-- Start --

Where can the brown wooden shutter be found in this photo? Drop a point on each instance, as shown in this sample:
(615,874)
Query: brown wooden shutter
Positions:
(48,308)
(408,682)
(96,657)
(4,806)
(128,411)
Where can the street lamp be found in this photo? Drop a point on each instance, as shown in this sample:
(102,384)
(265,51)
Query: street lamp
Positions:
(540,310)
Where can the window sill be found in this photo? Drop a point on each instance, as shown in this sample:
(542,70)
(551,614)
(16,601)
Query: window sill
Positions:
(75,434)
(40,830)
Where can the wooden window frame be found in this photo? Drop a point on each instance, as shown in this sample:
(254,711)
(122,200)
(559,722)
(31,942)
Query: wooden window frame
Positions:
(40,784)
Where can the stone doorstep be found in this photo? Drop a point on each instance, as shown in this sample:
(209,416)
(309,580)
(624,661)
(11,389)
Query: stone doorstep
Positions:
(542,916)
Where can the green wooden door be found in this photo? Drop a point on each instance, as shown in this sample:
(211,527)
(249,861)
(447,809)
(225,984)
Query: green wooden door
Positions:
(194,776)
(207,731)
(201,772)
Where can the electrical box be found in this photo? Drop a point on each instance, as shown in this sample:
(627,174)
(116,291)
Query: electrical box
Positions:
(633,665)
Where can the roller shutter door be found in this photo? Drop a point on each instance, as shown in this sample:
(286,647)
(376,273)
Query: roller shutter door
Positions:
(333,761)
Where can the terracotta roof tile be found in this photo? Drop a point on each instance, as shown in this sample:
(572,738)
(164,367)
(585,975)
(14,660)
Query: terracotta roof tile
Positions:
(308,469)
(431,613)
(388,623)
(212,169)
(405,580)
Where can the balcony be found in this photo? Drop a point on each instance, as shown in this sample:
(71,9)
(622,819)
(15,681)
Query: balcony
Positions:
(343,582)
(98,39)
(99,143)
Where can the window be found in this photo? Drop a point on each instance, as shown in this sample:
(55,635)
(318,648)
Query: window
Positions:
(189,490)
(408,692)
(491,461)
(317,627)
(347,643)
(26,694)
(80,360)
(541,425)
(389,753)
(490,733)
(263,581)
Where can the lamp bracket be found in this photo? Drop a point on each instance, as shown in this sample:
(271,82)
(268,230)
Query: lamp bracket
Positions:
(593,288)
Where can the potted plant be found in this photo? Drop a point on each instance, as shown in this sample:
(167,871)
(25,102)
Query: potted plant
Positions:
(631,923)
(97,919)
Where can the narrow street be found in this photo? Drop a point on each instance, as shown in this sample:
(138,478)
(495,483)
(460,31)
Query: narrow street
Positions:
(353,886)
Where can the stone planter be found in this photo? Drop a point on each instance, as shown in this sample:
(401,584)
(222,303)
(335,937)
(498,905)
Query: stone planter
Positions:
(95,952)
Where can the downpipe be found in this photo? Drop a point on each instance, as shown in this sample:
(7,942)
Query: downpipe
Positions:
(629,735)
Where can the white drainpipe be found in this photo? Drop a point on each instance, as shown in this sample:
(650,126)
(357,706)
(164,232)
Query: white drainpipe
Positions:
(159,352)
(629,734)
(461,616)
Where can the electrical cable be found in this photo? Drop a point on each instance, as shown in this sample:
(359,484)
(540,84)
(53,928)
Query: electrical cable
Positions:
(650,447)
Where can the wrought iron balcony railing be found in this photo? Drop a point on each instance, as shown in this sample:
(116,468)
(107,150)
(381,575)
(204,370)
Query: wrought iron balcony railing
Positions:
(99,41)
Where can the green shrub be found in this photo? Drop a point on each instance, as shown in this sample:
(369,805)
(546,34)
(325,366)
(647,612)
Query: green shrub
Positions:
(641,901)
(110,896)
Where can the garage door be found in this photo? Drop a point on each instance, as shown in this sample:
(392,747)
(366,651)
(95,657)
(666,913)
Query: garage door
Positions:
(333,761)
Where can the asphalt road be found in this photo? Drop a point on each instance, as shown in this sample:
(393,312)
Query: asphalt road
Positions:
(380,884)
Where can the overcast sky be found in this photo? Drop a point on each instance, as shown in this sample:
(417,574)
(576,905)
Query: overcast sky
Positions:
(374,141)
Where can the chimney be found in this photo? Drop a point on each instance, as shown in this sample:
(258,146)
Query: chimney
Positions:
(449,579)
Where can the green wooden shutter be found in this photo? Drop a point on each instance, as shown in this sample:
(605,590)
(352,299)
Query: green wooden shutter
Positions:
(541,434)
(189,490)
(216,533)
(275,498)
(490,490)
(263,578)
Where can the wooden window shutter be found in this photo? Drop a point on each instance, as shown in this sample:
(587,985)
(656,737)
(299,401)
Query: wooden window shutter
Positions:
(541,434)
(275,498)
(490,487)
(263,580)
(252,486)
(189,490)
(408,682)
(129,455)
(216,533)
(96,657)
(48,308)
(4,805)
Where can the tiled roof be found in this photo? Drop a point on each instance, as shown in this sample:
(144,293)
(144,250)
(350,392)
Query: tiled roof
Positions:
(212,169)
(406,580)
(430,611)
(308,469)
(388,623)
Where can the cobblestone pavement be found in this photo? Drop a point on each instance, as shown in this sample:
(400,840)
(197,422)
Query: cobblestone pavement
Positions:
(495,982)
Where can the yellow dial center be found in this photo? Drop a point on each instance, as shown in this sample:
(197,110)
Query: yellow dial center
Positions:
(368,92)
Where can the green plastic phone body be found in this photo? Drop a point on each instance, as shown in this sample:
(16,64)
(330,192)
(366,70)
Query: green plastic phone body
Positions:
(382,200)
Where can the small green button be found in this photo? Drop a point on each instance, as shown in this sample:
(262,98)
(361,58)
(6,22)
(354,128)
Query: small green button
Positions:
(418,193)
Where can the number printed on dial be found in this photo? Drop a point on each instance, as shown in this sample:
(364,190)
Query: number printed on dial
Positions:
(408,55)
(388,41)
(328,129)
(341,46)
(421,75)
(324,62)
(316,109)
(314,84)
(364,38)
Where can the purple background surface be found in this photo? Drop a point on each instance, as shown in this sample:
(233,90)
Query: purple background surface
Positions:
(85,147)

-- End --
-- Start --

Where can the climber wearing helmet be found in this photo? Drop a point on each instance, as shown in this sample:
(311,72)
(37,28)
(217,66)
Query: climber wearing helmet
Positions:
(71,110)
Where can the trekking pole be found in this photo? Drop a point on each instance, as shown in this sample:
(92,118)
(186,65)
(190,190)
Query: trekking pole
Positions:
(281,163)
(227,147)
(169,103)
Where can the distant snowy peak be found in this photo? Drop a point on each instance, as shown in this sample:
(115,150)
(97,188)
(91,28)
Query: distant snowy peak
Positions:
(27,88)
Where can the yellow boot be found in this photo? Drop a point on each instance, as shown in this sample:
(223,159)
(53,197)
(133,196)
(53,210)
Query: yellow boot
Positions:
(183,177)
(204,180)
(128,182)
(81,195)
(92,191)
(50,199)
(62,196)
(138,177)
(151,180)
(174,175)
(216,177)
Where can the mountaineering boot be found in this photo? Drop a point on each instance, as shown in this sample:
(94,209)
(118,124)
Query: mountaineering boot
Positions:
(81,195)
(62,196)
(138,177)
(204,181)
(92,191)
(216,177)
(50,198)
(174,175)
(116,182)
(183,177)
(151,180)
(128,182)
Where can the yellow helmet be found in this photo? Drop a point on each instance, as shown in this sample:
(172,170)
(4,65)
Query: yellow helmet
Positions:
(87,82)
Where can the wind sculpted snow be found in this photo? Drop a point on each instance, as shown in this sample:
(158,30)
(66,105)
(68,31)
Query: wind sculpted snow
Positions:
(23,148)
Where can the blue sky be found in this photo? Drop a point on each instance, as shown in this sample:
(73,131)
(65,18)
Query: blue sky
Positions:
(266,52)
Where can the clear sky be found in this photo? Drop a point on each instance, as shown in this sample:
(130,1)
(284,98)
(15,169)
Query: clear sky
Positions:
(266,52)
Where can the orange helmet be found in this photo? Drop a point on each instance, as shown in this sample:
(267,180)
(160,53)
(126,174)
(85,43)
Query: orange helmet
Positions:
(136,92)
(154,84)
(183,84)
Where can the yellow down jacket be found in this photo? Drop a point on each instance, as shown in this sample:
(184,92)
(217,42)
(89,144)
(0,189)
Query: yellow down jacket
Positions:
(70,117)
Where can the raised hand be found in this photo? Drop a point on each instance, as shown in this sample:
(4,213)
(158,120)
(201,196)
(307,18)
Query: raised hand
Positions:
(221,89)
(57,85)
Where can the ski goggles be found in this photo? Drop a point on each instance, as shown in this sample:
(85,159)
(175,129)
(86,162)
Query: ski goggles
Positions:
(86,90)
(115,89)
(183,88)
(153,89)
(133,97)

-- End --

Stated goal: Return every line in the two blocks above that contains the string "wearing", matching case exactly.

Full solution:
Where can the climber wearing helmet be found in this photo? Drop a point on each instance, as shown in this sample:
Query: climber wearing helmet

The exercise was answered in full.